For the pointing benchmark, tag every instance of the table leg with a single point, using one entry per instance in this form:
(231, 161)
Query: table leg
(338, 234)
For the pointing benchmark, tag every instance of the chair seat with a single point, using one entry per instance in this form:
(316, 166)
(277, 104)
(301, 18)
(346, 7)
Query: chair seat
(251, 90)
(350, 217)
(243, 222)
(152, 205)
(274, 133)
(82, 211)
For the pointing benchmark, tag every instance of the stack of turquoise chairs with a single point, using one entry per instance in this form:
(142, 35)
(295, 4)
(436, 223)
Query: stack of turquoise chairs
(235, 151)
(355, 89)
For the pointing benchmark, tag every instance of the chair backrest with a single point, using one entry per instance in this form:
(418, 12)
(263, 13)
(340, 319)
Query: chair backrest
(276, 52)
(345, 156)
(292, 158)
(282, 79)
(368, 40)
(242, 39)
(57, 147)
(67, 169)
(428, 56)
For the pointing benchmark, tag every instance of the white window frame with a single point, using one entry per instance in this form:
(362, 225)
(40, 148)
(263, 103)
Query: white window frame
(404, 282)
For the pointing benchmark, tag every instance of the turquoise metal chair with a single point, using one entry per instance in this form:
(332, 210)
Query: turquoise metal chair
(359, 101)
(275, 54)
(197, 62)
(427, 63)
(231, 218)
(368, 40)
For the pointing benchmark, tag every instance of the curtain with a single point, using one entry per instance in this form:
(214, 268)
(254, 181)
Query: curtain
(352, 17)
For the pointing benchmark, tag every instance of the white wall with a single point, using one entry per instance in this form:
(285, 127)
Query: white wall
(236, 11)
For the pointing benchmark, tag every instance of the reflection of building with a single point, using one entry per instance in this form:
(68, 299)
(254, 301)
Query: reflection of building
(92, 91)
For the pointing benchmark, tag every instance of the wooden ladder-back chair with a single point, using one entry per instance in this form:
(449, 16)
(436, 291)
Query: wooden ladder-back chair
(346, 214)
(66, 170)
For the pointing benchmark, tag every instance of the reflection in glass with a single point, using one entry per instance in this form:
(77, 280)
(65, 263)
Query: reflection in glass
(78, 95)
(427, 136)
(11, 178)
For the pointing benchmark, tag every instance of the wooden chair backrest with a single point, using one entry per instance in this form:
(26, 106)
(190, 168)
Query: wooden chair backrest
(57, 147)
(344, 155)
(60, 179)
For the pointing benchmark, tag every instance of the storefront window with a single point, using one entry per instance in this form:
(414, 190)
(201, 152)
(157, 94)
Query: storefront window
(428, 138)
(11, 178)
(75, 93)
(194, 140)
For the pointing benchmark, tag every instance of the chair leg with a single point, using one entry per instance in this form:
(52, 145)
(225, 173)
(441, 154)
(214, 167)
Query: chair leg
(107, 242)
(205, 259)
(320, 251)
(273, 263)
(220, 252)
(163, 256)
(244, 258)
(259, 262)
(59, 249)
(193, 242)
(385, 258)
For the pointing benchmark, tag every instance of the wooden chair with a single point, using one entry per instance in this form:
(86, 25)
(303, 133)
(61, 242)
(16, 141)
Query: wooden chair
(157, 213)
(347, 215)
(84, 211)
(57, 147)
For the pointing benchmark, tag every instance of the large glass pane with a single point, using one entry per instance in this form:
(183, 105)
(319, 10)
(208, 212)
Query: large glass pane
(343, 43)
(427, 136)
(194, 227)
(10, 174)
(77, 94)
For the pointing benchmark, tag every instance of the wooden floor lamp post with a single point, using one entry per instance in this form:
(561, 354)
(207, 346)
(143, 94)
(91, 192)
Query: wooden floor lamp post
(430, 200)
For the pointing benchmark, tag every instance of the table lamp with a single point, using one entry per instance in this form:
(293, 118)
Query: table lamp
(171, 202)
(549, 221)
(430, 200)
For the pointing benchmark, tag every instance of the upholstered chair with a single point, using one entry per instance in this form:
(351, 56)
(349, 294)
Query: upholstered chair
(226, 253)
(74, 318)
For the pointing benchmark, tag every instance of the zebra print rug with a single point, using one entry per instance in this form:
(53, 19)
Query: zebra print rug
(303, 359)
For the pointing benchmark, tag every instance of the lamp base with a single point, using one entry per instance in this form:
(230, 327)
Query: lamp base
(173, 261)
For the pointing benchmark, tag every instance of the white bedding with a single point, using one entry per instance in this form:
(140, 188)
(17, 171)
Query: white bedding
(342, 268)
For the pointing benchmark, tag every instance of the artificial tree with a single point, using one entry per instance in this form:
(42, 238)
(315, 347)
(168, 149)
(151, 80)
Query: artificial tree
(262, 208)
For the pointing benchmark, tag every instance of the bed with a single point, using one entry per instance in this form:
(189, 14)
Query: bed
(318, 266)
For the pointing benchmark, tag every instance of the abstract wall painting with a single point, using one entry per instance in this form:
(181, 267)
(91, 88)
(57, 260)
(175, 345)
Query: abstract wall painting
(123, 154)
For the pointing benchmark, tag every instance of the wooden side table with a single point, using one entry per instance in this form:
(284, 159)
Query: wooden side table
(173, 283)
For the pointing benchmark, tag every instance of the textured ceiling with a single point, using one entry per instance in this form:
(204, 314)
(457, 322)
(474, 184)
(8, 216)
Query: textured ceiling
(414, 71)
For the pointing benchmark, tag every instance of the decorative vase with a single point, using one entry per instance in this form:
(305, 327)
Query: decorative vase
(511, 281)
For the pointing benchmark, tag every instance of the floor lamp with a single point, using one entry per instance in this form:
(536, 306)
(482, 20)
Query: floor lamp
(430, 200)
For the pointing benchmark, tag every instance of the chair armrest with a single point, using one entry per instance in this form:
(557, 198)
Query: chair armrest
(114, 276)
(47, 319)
:::::
SET EXERCISE:
From the line containing "For the pointing benchmark, tag every instance of the bed" down to the last line, reproduce the records exactly. Include both ends.

TASK RESPONSE:
For the pointing benchmark, tag every instance of the bed with a single point, using one entry per instance in this form:
(189, 14)
Query: bed
(318, 266)
For the pointing benchmark, tag every instance of the abstract wall painting with a single point, using one entry per instance in this form:
(181, 267)
(91, 88)
(57, 260)
(175, 345)
Query: abstract wall painting
(123, 154)
For the pointing benchmark, tag every instance of the wooden side table with a single point, using one entry per instance in this form:
(284, 159)
Query: wooden side table
(173, 283)
For the pointing benchmark, tag every instance of the textured ceiling with a single point, using one entry per instance in this form:
(204, 314)
(457, 322)
(474, 184)
(8, 216)
Query: textured ceiling
(414, 71)
For the pointing benchmark, tag every instance of the decorative vase with a single point, using one entry per instance in this form:
(305, 327)
Query: decorative vase
(511, 281)
For the pointing benchmark, tag every instance of the floor lamp with a single point, using one entry per instance in this form:
(536, 306)
(482, 20)
Query: floor lamp
(430, 200)
For the pointing benchmark, tag every instance of the chair armrest with a single point, using one entry per instance in this form:
(557, 198)
Query: chair armrest
(114, 276)
(47, 319)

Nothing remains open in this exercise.